Andrea*, 42 ans, a infiltré des fermes piscicoles en Grèce

VICE : Salut, Andrea. Comment en es-tu venue à collaborer à des enquêtes sous couverture ?
Andrea :
Je milite pour la cause animale depuis 20 ans. J’ai participé à des manifestations et des piquets de grève. Je me suis inspirée de ce qui se passait à l’étranger et j’ai décidé de cartographier les fermes intensives près de chez moi et de les infiltrer par le biais d’une organisation.

Raconte-moi un incident qui t’a marqué.
Lorsque j’étais en Grèce, j’ai vu des cages immergées remplies de poissons, dont certains pesaient jusqu’à 2 kg et étaient là depuis six ans. C’est long, surtout si l’on considère qu’ils nagent dans des filets sales et étroits, se heurtent les uns aux autres et mangent ce qui ressemble à de la nourriture pour chats. Si vous voulez voir combien de fermes piscicoles il y a en pleine mer [dans cette région], il vous suffit d’aller sur Google Maps. En dessous d’Igoumenitsa, près de la frontière albanaise, il y a un tronçon de côte de 20 km de long rempli de cages. La plupart de ces poissons sont exportés vers l’Italie.

Avais-tu peur d’être démasqué pendant cette enquête ?
Par rapport aux autres secteurs de l’élevage industriel, les exploitants de fermes piscicoles sont moins méfiants car très peu de personnes remettent en question la souffrance des poissons. La plupart des gens se fichent qu’ils soient massacrés. De plus, les enquêtes dans les fermes piscicoles sont beaucoup plus rares que dans l’industrie de la viande, par exemple. Personne là-bas ne s’imaginait être filmé au travail.

Davide*, 30 ans, a infiltré un certain nombre d’abattoirs de moutons en Sardaigne

VICE : Salut Davide. Comment t’es-tu préparé à ta première enquête ?

DONNÉES –
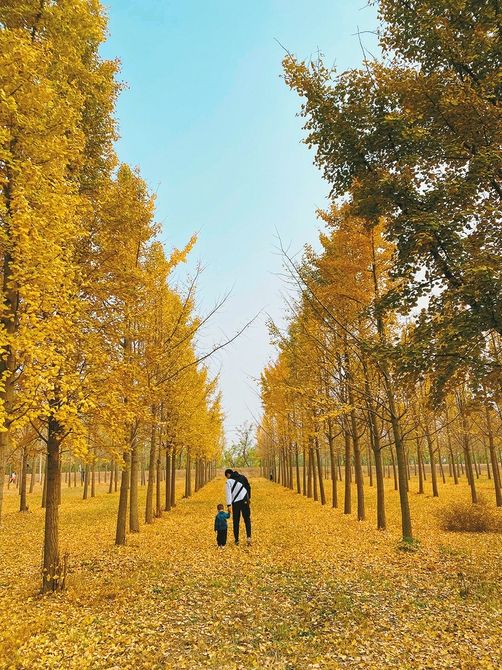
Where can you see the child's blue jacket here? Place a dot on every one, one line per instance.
(220, 521)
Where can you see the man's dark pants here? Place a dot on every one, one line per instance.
(221, 537)
(238, 508)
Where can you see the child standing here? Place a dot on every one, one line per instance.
(221, 526)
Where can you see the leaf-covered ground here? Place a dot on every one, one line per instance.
(316, 590)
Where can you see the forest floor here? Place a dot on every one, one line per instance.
(317, 589)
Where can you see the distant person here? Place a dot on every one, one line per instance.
(238, 493)
(221, 526)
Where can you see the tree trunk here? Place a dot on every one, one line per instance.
(158, 479)
(430, 447)
(297, 468)
(321, 483)
(467, 455)
(358, 469)
(120, 535)
(347, 501)
(23, 505)
(86, 482)
(134, 508)
(314, 472)
(396, 485)
(32, 476)
(493, 458)
(167, 506)
(173, 478)
(51, 564)
(151, 474)
(331, 443)
(112, 468)
(420, 468)
(93, 476)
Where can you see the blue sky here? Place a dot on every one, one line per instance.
(213, 128)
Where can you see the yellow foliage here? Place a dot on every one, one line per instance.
(316, 590)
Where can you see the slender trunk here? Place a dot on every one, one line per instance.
(23, 505)
(347, 500)
(420, 468)
(167, 505)
(467, 455)
(440, 463)
(406, 526)
(112, 467)
(377, 452)
(86, 482)
(151, 471)
(44, 486)
(297, 468)
(173, 478)
(51, 564)
(32, 476)
(493, 458)
(93, 477)
(358, 469)
(331, 443)
(304, 472)
(430, 447)
(314, 472)
(120, 535)
(158, 479)
(188, 475)
(133, 503)
(396, 485)
(321, 483)
(309, 476)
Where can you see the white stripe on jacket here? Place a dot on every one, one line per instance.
(235, 491)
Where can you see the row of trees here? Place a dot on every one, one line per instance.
(393, 345)
(98, 350)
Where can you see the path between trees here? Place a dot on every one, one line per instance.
(316, 590)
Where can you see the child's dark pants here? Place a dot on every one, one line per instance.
(221, 537)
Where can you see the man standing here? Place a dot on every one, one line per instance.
(238, 491)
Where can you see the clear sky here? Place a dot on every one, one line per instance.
(213, 128)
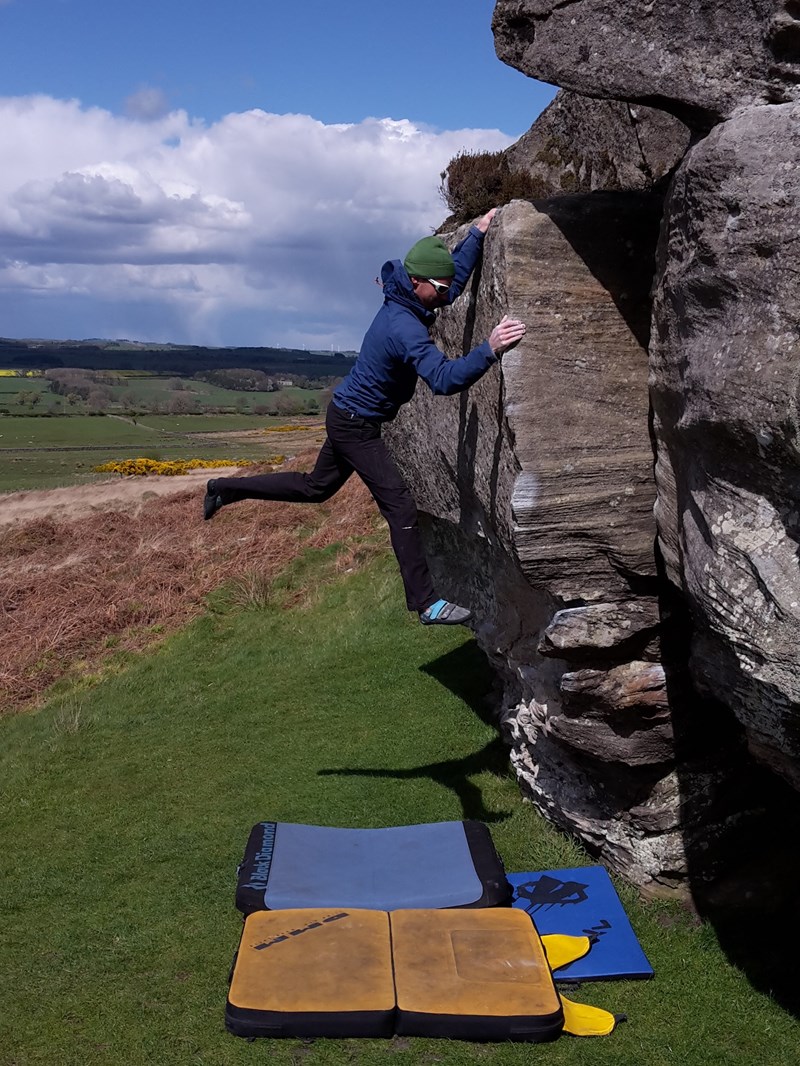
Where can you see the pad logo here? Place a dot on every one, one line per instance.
(303, 929)
(548, 891)
(262, 859)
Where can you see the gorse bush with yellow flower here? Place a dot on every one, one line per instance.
(169, 468)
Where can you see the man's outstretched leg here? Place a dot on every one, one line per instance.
(358, 440)
(329, 474)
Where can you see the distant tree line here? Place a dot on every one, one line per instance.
(170, 358)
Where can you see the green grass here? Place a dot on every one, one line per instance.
(126, 807)
(35, 452)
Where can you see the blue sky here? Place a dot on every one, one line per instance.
(237, 173)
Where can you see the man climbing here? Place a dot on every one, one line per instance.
(396, 351)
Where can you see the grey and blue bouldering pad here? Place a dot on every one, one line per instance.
(584, 902)
(432, 866)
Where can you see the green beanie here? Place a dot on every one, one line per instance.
(430, 258)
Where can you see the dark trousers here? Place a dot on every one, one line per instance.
(353, 445)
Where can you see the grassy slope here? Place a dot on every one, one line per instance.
(124, 817)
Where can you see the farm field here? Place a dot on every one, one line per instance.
(132, 392)
(51, 452)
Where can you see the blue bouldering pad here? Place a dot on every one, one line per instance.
(438, 865)
(584, 902)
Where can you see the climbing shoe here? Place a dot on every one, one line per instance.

OBJECTIF 1 –
D'après l'extrait sur les enquêtes sous couverture, quelle est la longueur du tronçon de côte rempli de cages situé « en dessous d'Igoumenitsa » ?
OBJECTIF 2 –
Reprenez l'extrait sur les enquêtes sous couverture après sa dernière phrase et poursuivez sa rédaction.

RÉSULTAT 1 –
20 km.

RÉSULTAT 2 –
Davide :
J’ai suivi une formation technique qui consistait à analyser des études de cas d’enquêtes précédentes et à dresser une liste de toutes les choses qui pourraient se produire sous couverture. J’ai également regardé beaucoup de vidéos [graphiques] pour me préparer à ce que je verrais dans ces lieux. C’était choquant, mais j’ai bénéficié d’un soutien psychologique tout au long du processus.

As-tu jamais eu peur de te faire prendre ?
La peur est toujours présente, mais j’ai appris de mes erreurs. Une fois, je filmais des agneaux en train d’être tués avec une caméra cachée quand le vétérinaire est arrivé. Il avait l’air malin et je me suis dit : « Ce type va me foutre dans la merde. » Il a commencé à chuchoter quelque chose dans l’oreille du manager en me regardant. Quelque temps plus tard, j’ai été convoqué dans le bureau de mon responsable et on m’a demandé mes documents. Je lui ai donné mon permis de conduire, puis j’ai fait une scène et je suis parti, en emportant ma caméra cachée. En montant dans ma voiture, je me suis rendu compte que je n’avais pas mon permis. Je suis retourné le chercher, mais le gérant n’a voulu me le rendre que si je lui remettais les images. Je l’ai fait, puisque j’avais de toute façon tout filmé avec une autre caméra cachée.

Quelle est la pire chose qui puisse arriver quand on travaille sous couverture ?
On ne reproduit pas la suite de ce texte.